A word-for-word repeat of all the data is the goal.

---+---

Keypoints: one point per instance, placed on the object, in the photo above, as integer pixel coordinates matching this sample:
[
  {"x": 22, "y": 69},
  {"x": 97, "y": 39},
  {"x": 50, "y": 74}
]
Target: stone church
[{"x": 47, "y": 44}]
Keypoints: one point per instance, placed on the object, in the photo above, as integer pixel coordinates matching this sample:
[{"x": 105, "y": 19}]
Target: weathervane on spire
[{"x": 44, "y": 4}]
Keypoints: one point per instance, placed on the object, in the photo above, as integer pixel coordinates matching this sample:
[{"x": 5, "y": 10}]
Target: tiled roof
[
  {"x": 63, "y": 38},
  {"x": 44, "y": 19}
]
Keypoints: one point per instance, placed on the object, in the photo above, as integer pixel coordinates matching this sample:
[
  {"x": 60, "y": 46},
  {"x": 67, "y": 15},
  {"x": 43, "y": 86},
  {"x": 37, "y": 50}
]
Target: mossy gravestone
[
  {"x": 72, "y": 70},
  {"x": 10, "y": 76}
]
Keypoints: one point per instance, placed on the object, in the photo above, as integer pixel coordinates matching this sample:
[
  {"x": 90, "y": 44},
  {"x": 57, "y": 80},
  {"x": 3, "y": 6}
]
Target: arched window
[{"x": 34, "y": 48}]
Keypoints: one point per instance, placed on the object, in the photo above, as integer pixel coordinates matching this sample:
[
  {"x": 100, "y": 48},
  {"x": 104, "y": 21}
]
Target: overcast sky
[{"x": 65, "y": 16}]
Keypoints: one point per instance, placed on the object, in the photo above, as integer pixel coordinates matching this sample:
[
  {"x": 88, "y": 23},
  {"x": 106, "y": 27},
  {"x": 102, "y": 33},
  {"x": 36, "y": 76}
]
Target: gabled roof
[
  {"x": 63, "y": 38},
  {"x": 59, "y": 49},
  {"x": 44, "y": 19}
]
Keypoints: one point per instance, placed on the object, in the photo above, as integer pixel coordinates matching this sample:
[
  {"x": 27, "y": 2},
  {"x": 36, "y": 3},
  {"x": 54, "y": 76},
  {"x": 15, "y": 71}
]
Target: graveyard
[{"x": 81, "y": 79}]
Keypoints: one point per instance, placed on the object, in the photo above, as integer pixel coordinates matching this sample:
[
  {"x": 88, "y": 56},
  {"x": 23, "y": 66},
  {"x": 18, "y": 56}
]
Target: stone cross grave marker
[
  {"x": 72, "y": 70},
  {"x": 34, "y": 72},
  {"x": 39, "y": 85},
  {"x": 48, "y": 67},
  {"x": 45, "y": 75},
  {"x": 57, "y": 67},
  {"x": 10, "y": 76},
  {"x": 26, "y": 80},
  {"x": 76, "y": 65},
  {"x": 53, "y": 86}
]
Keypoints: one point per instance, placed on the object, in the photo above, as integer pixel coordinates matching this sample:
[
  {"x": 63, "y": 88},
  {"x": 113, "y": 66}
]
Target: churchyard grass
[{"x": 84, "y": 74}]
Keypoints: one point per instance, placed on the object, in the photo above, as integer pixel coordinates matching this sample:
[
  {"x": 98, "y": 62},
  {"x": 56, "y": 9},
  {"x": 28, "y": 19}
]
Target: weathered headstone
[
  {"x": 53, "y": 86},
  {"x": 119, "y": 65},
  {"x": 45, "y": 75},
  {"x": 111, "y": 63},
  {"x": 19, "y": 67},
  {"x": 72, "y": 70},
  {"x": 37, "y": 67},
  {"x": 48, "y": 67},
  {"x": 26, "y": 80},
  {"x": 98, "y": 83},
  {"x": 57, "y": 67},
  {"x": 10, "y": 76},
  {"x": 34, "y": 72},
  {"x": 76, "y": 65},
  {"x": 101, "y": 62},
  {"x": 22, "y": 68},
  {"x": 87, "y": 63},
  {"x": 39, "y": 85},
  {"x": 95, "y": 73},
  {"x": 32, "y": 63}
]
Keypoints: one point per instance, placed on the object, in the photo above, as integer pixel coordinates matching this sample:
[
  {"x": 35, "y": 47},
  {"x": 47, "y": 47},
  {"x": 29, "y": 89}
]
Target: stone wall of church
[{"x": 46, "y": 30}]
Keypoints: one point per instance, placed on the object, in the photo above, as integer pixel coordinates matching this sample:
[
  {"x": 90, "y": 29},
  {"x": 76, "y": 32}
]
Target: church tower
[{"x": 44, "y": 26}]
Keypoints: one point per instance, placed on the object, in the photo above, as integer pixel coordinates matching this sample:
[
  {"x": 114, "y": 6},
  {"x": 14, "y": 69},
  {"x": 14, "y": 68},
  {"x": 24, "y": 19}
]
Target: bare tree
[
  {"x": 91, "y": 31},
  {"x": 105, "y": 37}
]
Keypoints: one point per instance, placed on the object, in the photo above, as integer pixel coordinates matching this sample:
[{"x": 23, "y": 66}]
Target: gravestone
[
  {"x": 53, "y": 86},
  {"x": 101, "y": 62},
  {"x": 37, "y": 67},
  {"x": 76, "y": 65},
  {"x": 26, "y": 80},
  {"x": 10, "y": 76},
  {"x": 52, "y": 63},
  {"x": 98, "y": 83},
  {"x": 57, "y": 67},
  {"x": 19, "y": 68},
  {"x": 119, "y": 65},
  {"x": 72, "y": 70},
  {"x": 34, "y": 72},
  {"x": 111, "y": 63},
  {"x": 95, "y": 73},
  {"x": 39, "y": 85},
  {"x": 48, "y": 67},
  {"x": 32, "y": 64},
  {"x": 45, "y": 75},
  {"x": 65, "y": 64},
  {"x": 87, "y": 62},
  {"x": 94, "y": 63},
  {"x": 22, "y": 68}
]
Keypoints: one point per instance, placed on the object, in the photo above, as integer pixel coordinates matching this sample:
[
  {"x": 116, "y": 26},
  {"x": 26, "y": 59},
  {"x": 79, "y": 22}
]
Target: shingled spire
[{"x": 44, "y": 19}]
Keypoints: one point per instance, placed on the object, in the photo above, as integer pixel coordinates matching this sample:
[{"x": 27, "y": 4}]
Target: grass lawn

---+---

** EXERCISE RESULT **
Keypoints: one point per instance, placed on the object, in the photo above, as integer pixel coordinates matching this sample:
[
  {"x": 22, "y": 69},
  {"x": 97, "y": 39},
  {"x": 50, "y": 74}
]
Target: stone church
[{"x": 47, "y": 44}]
Keypoints: one point per instance, placed on the object, in the photo above, as integer pixel coordinates matching this sample:
[{"x": 105, "y": 19}]
Target: weathervane on spire
[{"x": 44, "y": 4}]
Keypoints: one point per instance, placed on the object, in the photo above, as integer pixel coordinates matching this sample:
[{"x": 5, "y": 10}]
Target: tiled roof
[
  {"x": 63, "y": 38},
  {"x": 44, "y": 19}
]
Keypoints: one point per instance, placed on the object, in the photo above, as integer pixel coordinates matching this sample:
[
  {"x": 60, "y": 46},
  {"x": 67, "y": 15},
  {"x": 43, "y": 86},
  {"x": 37, "y": 50}
]
Target: mossy gravestone
[
  {"x": 72, "y": 70},
  {"x": 10, "y": 76}
]
Keypoints: one point per instance, placed on the object, in the photo above, as integer pixel coordinates matching this sample:
[
  {"x": 90, "y": 44},
  {"x": 57, "y": 80},
  {"x": 3, "y": 6}
]
Target: arched window
[{"x": 34, "y": 48}]
Keypoints: one point per instance, placed on the object, in the photo above, as integer pixel coordinates matching this sample:
[
  {"x": 100, "y": 48},
  {"x": 104, "y": 21}
]
Target: overcast sky
[{"x": 65, "y": 16}]
Keypoints: one point per instance, placed on the object, in the photo above, as integer pixel coordinates matching this sample:
[
  {"x": 88, "y": 23},
  {"x": 106, "y": 27},
  {"x": 102, "y": 33},
  {"x": 36, "y": 76}
]
Target: gabled roof
[
  {"x": 63, "y": 38},
  {"x": 59, "y": 49},
  {"x": 44, "y": 19}
]
Keypoints: one point per instance, placed on the object, in the photo above, as integer pixel coordinates matching this sample:
[
  {"x": 27, "y": 2},
  {"x": 36, "y": 3},
  {"x": 54, "y": 76},
  {"x": 15, "y": 71}
]
Target: graveyard
[{"x": 81, "y": 79}]
Keypoints: one point per instance, placed on the object, in the photo above, as integer pixel coordinates matching this sample:
[
  {"x": 88, "y": 56},
  {"x": 23, "y": 66},
  {"x": 18, "y": 56}
]
Target: stone cross grave marker
[
  {"x": 72, "y": 70},
  {"x": 34, "y": 72},
  {"x": 39, "y": 85},
  {"x": 48, "y": 67},
  {"x": 45, "y": 75},
  {"x": 57, "y": 67},
  {"x": 10, "y": 76},
  {"x": 26, "y": 80},
  {"x": 76, "y": 65},
  {"x": 53, "y": 86}
]
Keypoints: one point per instance, placed on the object, in the photo above, as integer pixel coordinates matching this sample:
[
  {"x": 63, "y": 88},
  {"x": 113, "y": 66}
]
Target: churchyard grass
[{"x": 84, "y": 74}]
Keypoints: one point per instance, placed on the object, in the photo above, as integer pixel coordinates matching this sample:
[
  {"x": 98, "y": 62},
  {"x": 56, "y": 9},
  {"x": 28, "y": 19}
]
Target: weathered headstone
[
  {"x": 53, "y": 86},
  {"x": 119, "y": 65},
  {"x": 45, "y": 75},
  {"x": 111, "y": 63},
  {"x": 19, "y": 67},
  {"x": 72, "y": 70},
  {"x": 37, "y": 67},
  {"x": 48, "y": 67},
  {"x": 26, "y": 80},
  {"x": 98, "y": 83},
  {"x": 57, "y": 67},
  {"x": 10, "y": 76},
  {"x": 34, "y": 72},
  {"x": 76, "y": 65},
  {"x": 101, "y": 62},
  {"x": 22, "y": 68},
  {"x": 87, "y": 63},
  {"x": 39, "y": 85},
  {"x": 95, "y": 73},
  {"x": 32, "y": 63}
]
Keypoints: one point per instance, placed on the object, in the photo above, as integer pixel coordinates matching this sample:
[
  {"x": 35, "y": 47},
  {"x": 47, "y": 47},
  {"x": 29, "y": 89}
]
Target: stone wall of church
[{"x": 46, "y": 30}]
Keypoints: one point per instance, placed on the object, in the photo above, as integer pixel coordinates matching this sample:
[
  {"x": 90, "y": 29},
  {"x": 76, "y": 32}
]
Target: church tower
[{"x": 44, "y": 26}]
Keypoints: one point per instance, placed on the object, in the photo above, as integer pixel coordinates matching this sample:
[
  {"x": 114, "y": 6},
  {"x": 14, "y": 69},
  {"x": 14, "y": 68},
  {"x": 24, "y": 19}
]
Target: bare tree
[
  {"x": 91, "y": 31},
  {"x": 105, "y": 37}
]
Keypoints: one point per instance, placed on the object, in the photo above, as integer pixel coordinates matching this sample:
[{"x": 23, "y": 66}]
Target: gravestone
[
  {"x": 53, "y": 86},
  {"x": 101, "y": 62},
  {"x": 37, "y": 67},
  {"x": 76, "y": 65},
  {"x": 26, "y": 80},
  {"x": 10, "y": 76},
  {"x": 52, "y": 63},
  {"x": 98, "y": 83},
  {"x": 57, "y": 67},
  {"x": 19, "y": 68},
  {"x": 119, "y": 65},
  {"x": 72, "y": 70},
  {"x": 34, "y": 72},
  {"x": 111, "y": 63},
  {"x": 95, "y": 73},
  {"x": 39, "y": 85},
  {"x": 48, "y": 67},
  {"x": 32, "y": 64},
  {"x": 45, "y": 75},
  {"x": 65, "y": 64},
  {"x": 87, "y": 62},
  {"x": 94, "y": 63},
  {"x": 22, "y": 68}
]
Keypoints: one point per instance, placed on the object, in the photo above, as integer pixel coordinates matching this sample:
[
  {"x": 116, "y": 26},
  {"x": 26, "y": 59},
  {"x": 79, "y": 22}
]
Target: shingled spire
[{"x": 44, "y": 19}]
Keypoints: one point per instance, placed on the object, in the photo above, as integer pixel coordinates matching this sample:
[{"x": 27, "y": 4}]
Target: grass lawn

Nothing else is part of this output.